-- START --

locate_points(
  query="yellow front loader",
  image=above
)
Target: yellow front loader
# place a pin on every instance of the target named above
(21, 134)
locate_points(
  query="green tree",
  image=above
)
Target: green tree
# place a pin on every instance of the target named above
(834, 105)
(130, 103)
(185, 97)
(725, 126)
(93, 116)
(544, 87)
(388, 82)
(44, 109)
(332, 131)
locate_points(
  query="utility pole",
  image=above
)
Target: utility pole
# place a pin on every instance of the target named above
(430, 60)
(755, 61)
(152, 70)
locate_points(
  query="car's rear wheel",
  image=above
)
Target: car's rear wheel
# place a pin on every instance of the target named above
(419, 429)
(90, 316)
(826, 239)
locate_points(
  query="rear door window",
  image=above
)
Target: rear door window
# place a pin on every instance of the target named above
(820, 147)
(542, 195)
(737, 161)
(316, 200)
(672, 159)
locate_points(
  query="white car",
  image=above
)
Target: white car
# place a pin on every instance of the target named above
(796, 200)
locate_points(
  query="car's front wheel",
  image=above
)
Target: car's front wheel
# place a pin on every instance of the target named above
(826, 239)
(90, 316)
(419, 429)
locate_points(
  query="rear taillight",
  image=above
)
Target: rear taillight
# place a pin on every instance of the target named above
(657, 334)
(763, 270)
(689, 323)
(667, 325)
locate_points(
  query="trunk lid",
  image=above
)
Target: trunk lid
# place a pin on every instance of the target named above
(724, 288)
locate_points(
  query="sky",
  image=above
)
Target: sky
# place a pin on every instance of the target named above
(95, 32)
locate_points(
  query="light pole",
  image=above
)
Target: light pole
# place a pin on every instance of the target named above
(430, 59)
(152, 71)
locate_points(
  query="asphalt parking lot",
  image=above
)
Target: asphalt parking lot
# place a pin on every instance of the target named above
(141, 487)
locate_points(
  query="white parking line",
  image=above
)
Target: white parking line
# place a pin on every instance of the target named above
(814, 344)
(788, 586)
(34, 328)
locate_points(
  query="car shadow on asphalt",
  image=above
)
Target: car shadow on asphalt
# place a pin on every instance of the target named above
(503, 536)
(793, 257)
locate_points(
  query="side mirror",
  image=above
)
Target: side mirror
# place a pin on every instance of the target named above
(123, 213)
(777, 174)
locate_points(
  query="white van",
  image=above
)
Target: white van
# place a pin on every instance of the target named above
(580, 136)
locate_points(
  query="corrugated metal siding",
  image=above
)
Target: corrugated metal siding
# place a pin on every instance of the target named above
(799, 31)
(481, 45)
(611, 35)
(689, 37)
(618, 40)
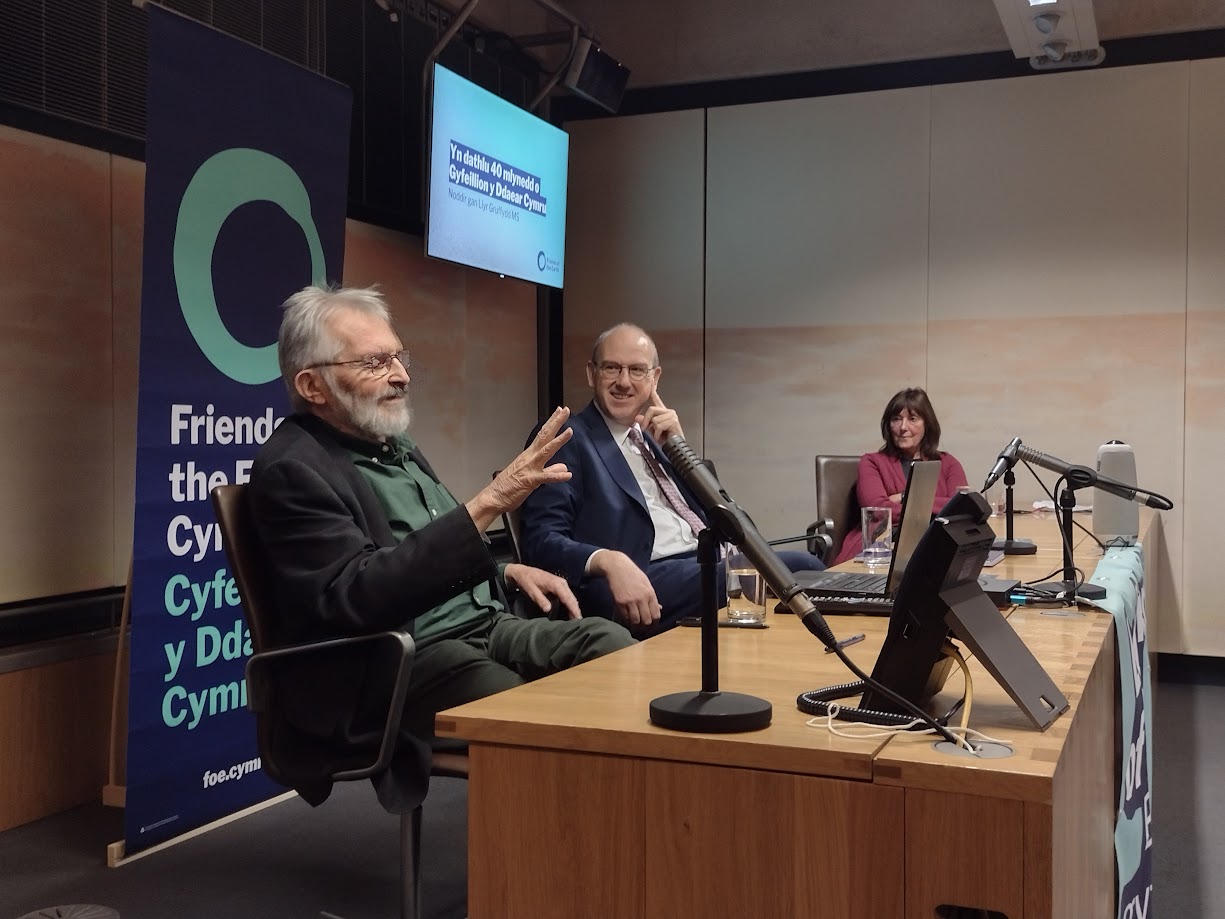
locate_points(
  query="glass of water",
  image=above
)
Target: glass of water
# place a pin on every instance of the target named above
(877, 525)
(746, 589)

-- END --

_EXERCISE DESCRIPTION_. Each entry gets copied exactly; the pictures stay out.

_THE REPLY_.
locate_points(
  query="yellow front loader",
  image=above
)
Target: yellow front loader
# place a pin on every instance of the target named above
(21, 134)
locate_points(
  query="green tree",
  image=above
)
Target: green tree
# place a pin on every instance of the target named above
(834, 105)
(130, 103)
(185, 97)
(725, 126)
(93, 116)
(544, 87)
(388, 82)
(44, 109)
(332, 131)
locate_points(
  query="utility pole",
  image=above
)
Target: utility pole
# place a pin on every instance of the target named above
(430, 60)
(755, 61)
(152, 70)
locate_points(
  query="car's rear wheel",
  image=above
)
Target: car's rear wheel
# place a pin on every instance of the target named above
(419, 429)
(90, 316)
(826, 239)
locate_points(
  query="rear door window",
  image=above
)
Target: rear door window
# place a pin on every instance of the target named above
(820, 147)
(542, 195)
(737, 161)
(316, 200)
(672, 159)
locate_points(
  query="white car",
  image=above
)
Target: white car
# place a pin on every instance of the target named above
(796, 200)
locate_points(
  query="car's front wheel",
  image=above
)
Target: car's front wheel
# place a pin on every instance of the target named above
(826, 239)
(90, 316)
(419, 429)
locate_points(
  query="rear taillight",
  image=above
)
Target: rear taillight
# place a pin on every instance of the target named above
(657, 334)
(763, 270)
(689, 323)
(667, 325)
locate_points(
  query="trunk lid",
  image=above
)
Target: trunk lid
# place a pin on every instance of the target named above
(724, 288)
locate_points(
  query="sky",
  image=above
)
Target: sky
# place a pin on every instance of the target named above
(95, 32)
locate_points(
  query="light pole",
  image=above
)
Target: light pole
# place a pin on every instance of the target named above
(430, 59)
(152, 71)
locate_points(
  query="asphalt parking lot",
  image=above
)
Target: asphalt parking lot
# place a pin on every instance of the target named above
(141, 487)
locate_points(
  query="white parking line",
  image=above
)
Target: white parking line
# place a pin on every instance of the target named above
(814, 344)
(788, 586)
(34, 328)
locate_points(
  query="car shadow on asphalt",
  image=above
)
Target: car shadow on asphalt
# place a pin on every instance of the target named above
(503, 536)
(793, 257)
locate_points(
  query="side mirror",
  image=above
)
Target: side mirror
# place a pin on every instance of the target named above
(123, 213)
(777, 174)
locate_points(
  query="white van",
  image=above
)
Target: white van
# place a pin on every instance of the target named above
(580, 136)
locate_points(
  query="corrugated metal siding",
  image=above
)
Target: corrugated metal siding
# place a pin on every instance of the target named above
(799, 31)
(481, 45)
(611, 35)
(689, 37)
(618, 40)
locate_points(
  query="glass of water",
  image=above
)
Target: glass of water
# place a pin on every instance of the target named above
(877, 525)
(746, 589)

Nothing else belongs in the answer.